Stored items
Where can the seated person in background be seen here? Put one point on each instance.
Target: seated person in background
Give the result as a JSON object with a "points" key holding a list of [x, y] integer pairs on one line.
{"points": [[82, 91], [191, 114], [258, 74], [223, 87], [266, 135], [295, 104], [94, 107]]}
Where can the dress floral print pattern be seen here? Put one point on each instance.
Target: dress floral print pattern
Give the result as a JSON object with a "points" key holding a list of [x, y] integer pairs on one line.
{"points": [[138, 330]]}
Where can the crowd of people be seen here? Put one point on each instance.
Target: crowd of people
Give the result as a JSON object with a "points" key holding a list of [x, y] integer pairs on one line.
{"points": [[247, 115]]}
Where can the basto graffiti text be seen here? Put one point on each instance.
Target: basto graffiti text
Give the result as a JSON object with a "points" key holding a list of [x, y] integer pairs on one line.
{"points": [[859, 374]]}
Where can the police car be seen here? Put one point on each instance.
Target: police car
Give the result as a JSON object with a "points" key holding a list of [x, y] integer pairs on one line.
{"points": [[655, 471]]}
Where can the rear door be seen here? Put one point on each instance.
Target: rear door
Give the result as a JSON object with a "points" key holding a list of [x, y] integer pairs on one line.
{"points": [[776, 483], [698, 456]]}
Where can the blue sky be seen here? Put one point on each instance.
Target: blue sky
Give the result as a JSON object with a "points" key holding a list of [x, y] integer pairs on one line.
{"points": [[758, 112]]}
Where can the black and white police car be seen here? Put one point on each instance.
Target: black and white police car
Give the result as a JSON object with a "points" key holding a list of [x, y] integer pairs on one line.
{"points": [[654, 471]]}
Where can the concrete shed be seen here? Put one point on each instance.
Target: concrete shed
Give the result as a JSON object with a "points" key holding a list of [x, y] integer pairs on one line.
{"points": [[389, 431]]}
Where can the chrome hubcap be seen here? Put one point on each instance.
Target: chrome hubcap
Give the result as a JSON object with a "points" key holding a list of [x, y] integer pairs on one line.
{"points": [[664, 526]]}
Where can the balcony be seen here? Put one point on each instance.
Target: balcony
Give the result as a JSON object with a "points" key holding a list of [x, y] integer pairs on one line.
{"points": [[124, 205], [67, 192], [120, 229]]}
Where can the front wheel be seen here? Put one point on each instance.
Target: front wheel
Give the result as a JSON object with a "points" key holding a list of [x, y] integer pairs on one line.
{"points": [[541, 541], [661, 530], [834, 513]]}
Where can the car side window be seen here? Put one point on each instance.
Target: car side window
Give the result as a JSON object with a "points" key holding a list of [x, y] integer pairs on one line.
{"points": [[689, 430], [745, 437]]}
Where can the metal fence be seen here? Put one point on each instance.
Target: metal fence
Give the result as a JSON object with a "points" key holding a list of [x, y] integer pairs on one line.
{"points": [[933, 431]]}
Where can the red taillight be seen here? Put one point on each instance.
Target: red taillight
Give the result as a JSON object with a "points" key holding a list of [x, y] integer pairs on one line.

◆ Request
Using the listing above, please repeat every entry exactly.

◆ Worked solution
Where can the seated person in background be seen here? Put one point on each instance.
Target: seated person in background
Give the result as a JSON object with a "points" key holding a list of [x, y] integer pairs on one line.
{"points": [[82, 91], [191, 114], [258, 74], [223, 87], [266, 135], [295, 104], [94, 107]]}
Where can the dress floral print pattern be seen here? Put one point on each instance.
Target: dress floral print pattern
Give the result as a JSON object with a "points" key holding a list of [x, y] integer pairs on one line.
{"points": [[138, 330]]}
Where can the crowd of people be seen here? Put one point on each instance.
Target: crowd of people
Give the result as a JSON object with a "points" key holding a list of [x, y] integer pairs on one line.
{"points": [[247, 115]]}
Where can the basto graffiti text be seen here? Put one point on each instance.
Target: basto graffiti text
Give the result as a JSON object with a "points" key holding a list of [x, y] integer pairs on one line.
{"points": [[859, 374]]}
Where can the police car be seen here? Put one point on each instance.
Target: police car
Give the result as a JSON object with a "points" key holding a list of [x, y] integer pairs on one line.
{"points": [[655, 471]]}
Where can the rear door be seen here? Put one point on each instance.
Target: rear door
Give the result as a JSON object with a "points" key holding a list of [x, y] integer pairs on one line.
{"points": [[776, 483], [698, 456]]}
Where can the blue sky be seen here? Put one point on each instance.
Target: blue sky
Give the result as a JSON object with a "points" key holding a list of [x, y] integer pairs on one line.
{"points": [[758, 112]]}
Where can the black and white police car be seen here? Put one point on each instance.
Target: black and white police car
Give the result as a JSON object with a "points" key holding a list of [x, y] integer pairs on one line.
{"points": [[654, 471]]}
Where can the concrete shed be seen here? Put one point on each instance.
Target: concrete shed
Give the result as a JSON object with a "points" key holding a list of [x, y] integer pairs on one line.
{"points": [[389, 431]]}
Where can the chrome hubcap be seen here? Put one point on each instance.
Target: chrome hubcap
Give the result as a JSON object with a "points" key holding a list of [x, y] integer pairs on one line.
{"points": [[664, 526]]}
Where can the balcony be seen here? Put one point on each instance.
Target: balcony
Give the result as a JSON object with a "points" key holding a list of [x, y] integer pairs on one line.
{"points": [[124, 205], [67, 192], [120, 229]]}
Where can the front wheel be seen here? Put one point on each instance.
Target: front wheel
Give the result as a JSON object with a "points" key holding a list of [x, y] integer pairs on one line.
{"points": [[541, 541], [661, 530], [834, 513]]}
Where can the car side window be seen here? Put one point on each instance.
Target: car side window
Give the result as a JSON object with a "points" key holding a list of [x, y] integer pairs on one line.
{"points": [[689, 430], [745, 437]]}
Where can the metal fence be seen here? Put one point on each instance.
Target: metal fence
Give the result as a JSON object with a "points" key holding a list of [x, y] integer pairs on one line.
{"points": [[933, 431]]}
Where can the red taillight be seen here? Put one point on each instance.
Target: red taillight
Give the result as a JSON object with a "points" key holding a list of [x, y] integer pairs on one line.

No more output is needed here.